BEGIN
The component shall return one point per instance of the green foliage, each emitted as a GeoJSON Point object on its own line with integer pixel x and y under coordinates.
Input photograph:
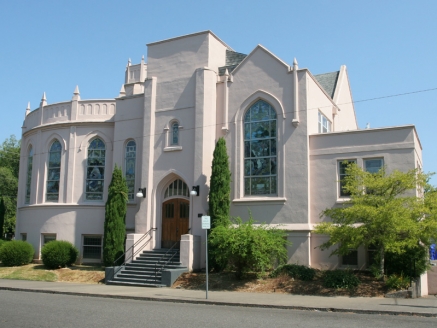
{"type": "Point", "coordinates": [2, 216]}
{"type": "Point", "coordinates": [219, 197]}
{"type": "Point", "coordinates": [340, 279]}
{"type": "Point", "coordinates": [246, 247]}
{"type": "Point", "coordinates": [397, 282]}
{"type": "Point", "coordinates": [220, 187]}
{"type": "Point", "coordinates": [295, 271]}
{"type": "Point", "coordinates": [412, 262]}
{"type": "Point", "coordinates": [115, 215]}
{"type": "Point", "coordinates": [16, 252]}
{"type": "Point", "coordinates": [58, 254]}
{"type": "Point", "coordinates": [383, 211]}
{"type": "Point", "coordinates": [2, 241]}
{"type": "Point", "coordinates": [9, 167]}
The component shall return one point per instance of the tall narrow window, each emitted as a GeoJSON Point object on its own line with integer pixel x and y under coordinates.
{"type": "Point", "coordinates": [54, 172]}
{"type": "Point", "coordinates": [95, 173]}
{"type": "Point", "coordinates": [324, 124]}
{"type": "Point", "coordinates": [175, 133]}
{"type": "Point", "coordinates": [342, 165]}
{"type": "Point", "coordinates": [131, 151]}
{"type": "Point", "coordinates": [29, 175]}
{"type": "Point", "coordinates": [373, 165]}
{"type": "Point", "coordinates": [260, 156]}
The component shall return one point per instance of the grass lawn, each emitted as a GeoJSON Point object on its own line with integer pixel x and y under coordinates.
{"type": "Point", "coordinates": [38, 272]}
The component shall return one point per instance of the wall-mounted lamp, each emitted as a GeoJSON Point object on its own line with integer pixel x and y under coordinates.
{"type": "Point", "coordinates": [141, 193]}
{"type": "Point", "coordinates": [195, 191]}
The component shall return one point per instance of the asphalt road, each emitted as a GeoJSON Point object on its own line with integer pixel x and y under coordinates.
{"type": "Point", "coordinates": [26, 309]}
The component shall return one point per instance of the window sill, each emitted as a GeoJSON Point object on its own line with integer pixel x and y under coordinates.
{"type": "Point", "coordinates": [173, 148]}
{"type": "Point", "coordinates": [258, 200]}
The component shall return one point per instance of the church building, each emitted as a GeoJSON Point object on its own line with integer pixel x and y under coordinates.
{"type": "Point", "coordinates": [287, 132]}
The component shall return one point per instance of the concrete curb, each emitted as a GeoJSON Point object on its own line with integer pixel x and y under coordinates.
{"type": "Point", "coordinates": [206, 302]}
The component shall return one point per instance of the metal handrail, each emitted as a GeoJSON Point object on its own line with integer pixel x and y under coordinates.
{"type": "Point", "coordinates": [148, 233]}
{"type": "Point", "coordinates": [162, 266]}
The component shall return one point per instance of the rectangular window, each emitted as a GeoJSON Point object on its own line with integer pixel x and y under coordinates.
{"type": "Point", "coordinates": [351, 258]}
{"type": "Point", "coordinates": [48, 237]}
{"type": "Point", "coordinates": [92, 248]}
{"type": "Point", "coordinates": [373, 165]}
{"type": "Point", "coordinates": [342, 165]}
{"type": "Point", "coordinates": [324, 124]}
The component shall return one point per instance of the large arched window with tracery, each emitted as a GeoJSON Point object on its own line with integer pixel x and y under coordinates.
{"type": "Point", "coordinates": [129, 164]}
{"type": "Point", "coordinates": [53, 172]}
{"type": "Point", "coordinates": [260, 157]}
{"type": "Point", "coordinates": [95, 173]}
{"type": "Point", "coordinates": [29, 174]}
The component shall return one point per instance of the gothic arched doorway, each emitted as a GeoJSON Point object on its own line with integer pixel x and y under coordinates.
{"type": "Point", "coordinates": [175, 213]}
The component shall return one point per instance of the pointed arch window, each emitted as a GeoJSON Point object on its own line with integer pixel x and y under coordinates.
{"type": "Point", "coordinates": [260, 157]}
{"type": "Point", "coordinates": [175, 134]}
{"type": "Point", "coordinates": [95, 173]}
{"type": "Point", "coordinates": [129, 162]}
{"type": "Point", "coordinates": [177, 188]}
{"type": "Point", "coordinates": [53, 172]}
{"type": "Point", "coordinates": [29, 174]}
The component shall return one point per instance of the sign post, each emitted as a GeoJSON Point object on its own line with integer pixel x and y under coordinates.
{"type": "Point", "coordinates": [206, 224]}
END
_Work to be completed:_
Could all the data above be given again exactly, leaving out its images?

_Answer to this problem:_
The component shall return one point per instance of the green foliage, each emitted as a GeoJSON Point object on its own line with integer pixel x and y under coordinates.
Input photograph:
{"type": "Point", "coordinates": [2, 216]}
{"type": "Point", "coordinates": [219, 197]}
{"type": "Point", "coordinates": [340, 279]}
{"type": "Point", "coordinates": [246, 247]}
{"type": "Point", "coordinates": [397, 282]}
{"type": "Point", "coordinates": [220, 187]}
{"type": "Point", "coordinates": [295, 271]}
{"type": "Point", "coordinates": [412, 262]}
{"type": "Point", "coordinates": [115, 215]}
{"type": "Point", "coordinates": [16, 252]}
{"type": "Point", "coordinates": [58, 254]}
{"type": "Point", "coordinates": [383, 211]}
{"type": "Point", "coordinates": [2, 241]}
{"type": "Point", "coordinates": [9, 167]}
The component shall return one point per instance of the tall narrow window, each emitted as a GeoJSON Point object on its own line with integer pixel x and y under coordinates.
{"type": "Point", "coordinates": [54, 172]}
{"type": "Point", "coordinates": [95, 173]}
{"type": "Point", "coordinates": [324, 124]}
{"type": "Point", "coordinates": [175, 133]}
{"type": "Point", "coordinates": [342, 165]}
{"type": "Point", "coordinates": [131, 151]}
{"type": "Point", "coordinates": [29, 175]}
{"type": "Point", "coordinates": [373, 165]}
{"type": "Point", "coordinates": [260, 156]}
The component shall return one point per instance of the grass lawn, each emitted as a GeoJSON Point object on its own line with integer pixel x and y under coordinates.
{"type": "Point", "coordinates": [38, 272]}
The component shall return one point per instance of the wall-mounted lamp, each emitted as a GeoJSON Point object on its own line with integer pixel x and y under coordinates.
{"type": "Point", "coordinates": [141, 193]}
{"type": "Point", "coordinates": [195, 191]}
The component shall return one point per instance of the asphalt road, each emitted as a GeoJSON Point object on its own line with integer pixel x and y under coordinates.
{"type": "Point", "coordinates": [26, 309]}
The component shall return one point per instance of the window sill, each emitted as a GeoJSON Point object on its own line with integer pixel x and y under coordinates.
{"type": "Point", "coordinates": [173, 148]}
{"type": "Point", "coordinates": [258, 200]}
The component shall return one point per instance of the church building, each emitted as a GeoJSON Point object on its own line with integer pixel x and y under coordinates.
{"type": "Point", "coordinates": [287, 132]}
The component shall return one point per instance of the concrete curb, each emitted as a GeoJSON Point object on its own line with integer pixel x and y under coordinates.
{"type": "Point", "coordinates": [206, 302]}
The component shall return one point per instance of the metal handrail, each emitted as a GeoJSON Point object on its own line with integer pixel x and y under coordinates.
{"type": "Point", "coordinates": [148, 233]}
{"type": "Point", "coordinates": [162, 266]}
The component shall return one point per instance of the rectangular window, each emitted as a GeoJSON Point object on its own line with integer pixel x and y under coordinates.
{"type": "Point", "coordinates": [351, 258]}
{"type": "Point", "coordinates": [48, 237]}
{"type": "Point", "coordinates": [92, 248]}
{"type": "Point", "coordinates": [373, 165]}
{"type": "Point", "coordinates": [342, 165]}
{"type": "Point", "coordinates": [324, 124]}
The component shall return one point per instance of the large arched window with tracery, each emitted as a GeoJSON Point object on its own line with integer pixel x and y under coordinates.
{"type": "Point", "coordinates": [129, 164]}
{"type": "Point", "coordinates": [53, 172]}
{"type": "Point", "coordinates": [260, 157]}
{"type": "Point", "coordinates": [95, 173]}
{"type": "Point", "coordinates": [29, 174]}
The component shall return one point per instance of the gothic arched doorway, each emitted as a GeoJSON Point object on its own line with integer pixel x and y under coordinates.
{"type": "Point", "coordinates": [175, 213]}
The component shall return one point per instance of the pointed arch window, each emitted as a GeoJSON Point object on its own line with integer pixel x and y under coordinates.
{"type": "Point", "coordinates": [260, 157]}
{"type": "Point", "coordinates": [175, 134]}
{"type": "Point", "coordinates": [95, 173]}
{"type": "Point", "coordinates": [129, 162]}
{"type": "Point", "coordinates": [177, 188]}
{"type": "Point", "coordinates": [53, 172]}
{"type": "Point", "coordinates": [29, 174]}
The component shall return one point per instance of the sign post, each emitted as a GeoJSON Point object on its own line with integer pixel x and y under coordinates.
{"type": "Point", "coordinates": [206, 224]}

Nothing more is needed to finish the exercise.